§ WHAT THE TASK ASKS: Output all of the records again, exactly as written.

§ SUPPLIED RECORDS:
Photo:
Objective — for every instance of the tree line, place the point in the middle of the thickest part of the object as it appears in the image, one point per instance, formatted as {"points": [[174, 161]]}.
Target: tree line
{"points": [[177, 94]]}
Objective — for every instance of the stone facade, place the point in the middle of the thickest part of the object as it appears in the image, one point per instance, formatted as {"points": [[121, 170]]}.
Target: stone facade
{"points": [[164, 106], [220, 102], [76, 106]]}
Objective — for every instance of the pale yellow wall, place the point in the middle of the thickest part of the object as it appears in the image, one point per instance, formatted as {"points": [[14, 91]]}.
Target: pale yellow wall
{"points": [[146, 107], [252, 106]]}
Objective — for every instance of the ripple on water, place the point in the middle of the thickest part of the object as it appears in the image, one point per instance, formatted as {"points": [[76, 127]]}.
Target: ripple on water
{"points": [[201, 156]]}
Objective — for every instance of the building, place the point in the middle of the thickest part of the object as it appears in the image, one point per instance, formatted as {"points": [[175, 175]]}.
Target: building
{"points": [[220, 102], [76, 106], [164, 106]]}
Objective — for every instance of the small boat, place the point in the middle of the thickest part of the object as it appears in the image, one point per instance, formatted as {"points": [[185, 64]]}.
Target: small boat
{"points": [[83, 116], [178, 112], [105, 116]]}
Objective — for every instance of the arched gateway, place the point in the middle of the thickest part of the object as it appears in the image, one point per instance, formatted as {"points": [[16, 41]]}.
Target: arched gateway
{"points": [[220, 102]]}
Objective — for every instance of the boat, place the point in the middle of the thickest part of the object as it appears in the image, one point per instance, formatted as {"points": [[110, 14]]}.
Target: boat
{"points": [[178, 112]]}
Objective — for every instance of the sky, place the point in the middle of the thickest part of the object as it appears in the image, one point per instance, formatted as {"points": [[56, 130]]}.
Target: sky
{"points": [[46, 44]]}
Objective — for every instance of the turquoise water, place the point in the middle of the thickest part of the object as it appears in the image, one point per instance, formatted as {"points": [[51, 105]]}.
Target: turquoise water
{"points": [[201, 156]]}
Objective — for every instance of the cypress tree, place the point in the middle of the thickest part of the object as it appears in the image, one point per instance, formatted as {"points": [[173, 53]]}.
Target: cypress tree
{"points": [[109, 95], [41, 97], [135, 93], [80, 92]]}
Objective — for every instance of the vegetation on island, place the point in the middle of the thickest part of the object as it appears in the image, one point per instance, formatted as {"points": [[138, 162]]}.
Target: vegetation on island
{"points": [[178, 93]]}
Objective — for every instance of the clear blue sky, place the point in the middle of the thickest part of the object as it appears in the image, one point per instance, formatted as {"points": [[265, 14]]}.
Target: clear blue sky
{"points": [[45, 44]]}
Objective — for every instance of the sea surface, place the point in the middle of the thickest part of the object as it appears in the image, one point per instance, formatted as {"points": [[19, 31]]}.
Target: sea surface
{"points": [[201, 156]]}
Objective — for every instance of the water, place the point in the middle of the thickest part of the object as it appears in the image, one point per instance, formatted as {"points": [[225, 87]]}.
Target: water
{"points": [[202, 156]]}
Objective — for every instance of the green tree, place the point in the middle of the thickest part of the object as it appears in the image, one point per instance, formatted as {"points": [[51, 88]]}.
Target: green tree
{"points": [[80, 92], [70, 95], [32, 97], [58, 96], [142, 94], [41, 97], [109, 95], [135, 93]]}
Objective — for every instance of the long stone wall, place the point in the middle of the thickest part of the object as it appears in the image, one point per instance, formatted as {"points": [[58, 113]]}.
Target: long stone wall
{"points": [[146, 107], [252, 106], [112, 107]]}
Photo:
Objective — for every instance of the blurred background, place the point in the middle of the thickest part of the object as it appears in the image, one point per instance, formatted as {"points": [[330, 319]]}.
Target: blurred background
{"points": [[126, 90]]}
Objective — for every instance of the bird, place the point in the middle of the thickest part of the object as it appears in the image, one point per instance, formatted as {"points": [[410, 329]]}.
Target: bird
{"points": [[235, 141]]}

§ SOLUTION TO THE EXERCISE:
Photo:
Objective — for every instance of the tree line, place the point in the middle of the thickest part of the object as it appears in the image, one point per instance, formatted as {"points": [[174, 161]]}.
Target: tree line
{"points": [[177, 94]]}
Objective — for every instance of the stone facade, place the point in the middle of the thickest part of the object as it appears in the image, one point per instance, formatted as {"points": [[121, 170]]}.
Target: stone facade
{"points": [[164, 106], [220, 102], [76, 106]]}
Objective — for every instance of the pale yellow wall, place the point in the middle of the thickest part of the object as it appears in the image, one point per instance, formatted as {"points": [[14, 91]]}.
Target: pale yellow wall
{"points": [[146, 107], [252, 106]]}
Objective — for every instance of the ripple on water, place the point in the middle of the thickest part of the object as it appears in the image, one point per instance, formatted as {"points": [[76, 127]]}.
Target: ripple on water
{"points": [[201, 156]]}
Objective — for every instance of the building, place the point in the middle of the thickest part of the object as it appears in the image, one point per instance, formatted as {"points": [[175, 175]]}.
Target: building
{"points": [[220, 102], [76, 106], [164, 106]]}
Objective — for every instance of the small boat, place the point in the middle of the thickest part of the object as it appears in the image, one point per instance, formatted as {"points": [[185, 64]]}.
Target: small boat
{"points": [[83, 116], [178, 112], [105, 116]]}
Objective — for every instance of the arched gateway, place the point in the middle of the thickest part of the object as it appears in the image, one point per instance, formatted as {"points": [[16, 41]]}.
Target: arched gateway
{"points": [[220, 102]]}
Objective — for every instance of the boat, place the point in the middle of the thickest part of the object as it appears in the image, one point per instance, formatted as {"points": [[110, 14]]}.
Target: boat
{"points": [[178, 112]]}
Objective — for every instance of the sky, place the point in the middle of the thickest part of the object as it appears in the image, one point per instance, formatted as {"points": [[56, 130]]}.
Target: sky
{"points": [[46, 44]]}
Objective — for every instance of the turquoise water, place the point in the middle of the thickest part of the object as it appears in the image, one point per instance, formatted as {"points": [[51, 105]]}.
Target: turquoise water
{"points": [[201, 156]]}
Objective — for every instance of the cypress tree, place the point in the middle of the thickest part of the object as it appears in the image, one point per instance, formatted as {"points": [[173, 53]]}.
Target: cypress tree
{"points": [[109, 95], [41, 97], [135, 93], [80, 92]]}
Objective — for every instance of the vegetation on island, place the point in the middle of the thickest part of the object as it appears in the image, one point per instance, formatted as {"points": [[138, 162]]}.
Target: vegetation on island
{"points": [[178, 93]]}
Objective — for every instance of the clear blue sky, place the point in the middle of the thickest part of the object as it appears in the image, one point per instance, formatted as {"points": [[265, 14]]}.
Target: clear blue sky
{"points": [[45, 44]]}
Objective — for every instance of the sea surface, place the point in the middle of the thickest part of the object as it appears in the image, one point per instance, formatted as {"points": [[19, 31]]}.
Target: sea surface
{"points": [[201, 156]]}
Objective — for every instance of the water, place the point in the middle of the thickest part of the object as it appears in the image, one point per instance, formatted as {"points": [[225, 87]]}.
Target: water
{"points": [[202, 156]]}
Objective — for every instance of the green tree, place the point in the middle of the thickest part of the object as it appears in the image, one point per instance, formatted as {"points": [[51, 88]]}.
Target: green tree
{"points": [[80, 92], [70, 95], [32, 97], [58, 96], [142, 94], [41, 97], [109, 95], [135, 93]]}
Objective — for every instance of the long stone wall, place the point in the middle of the thickest part of the object as it appears in the image, one point per instance, formatted as {"points": [[58, 113]]}.
Target: long stone wall
{"points": [[146, 107], [252, 106], [112, 107]]}
Photo:
Objective — for every instance of the blurred background, place the point in the middle of the thickest part of the object as it appears in the image, one point per instance, formatted as {"points": [[330, 319]]}.
Target: blurred background
{"points": [[126, 90]]}
Objective — for every instance of the bird, place the point in the middle of the thickest part of the object as it appears in the image, one point per instance, formatted as {"points": [[410, 329]]}.
Target: bird
{"points": [[235, 141]]}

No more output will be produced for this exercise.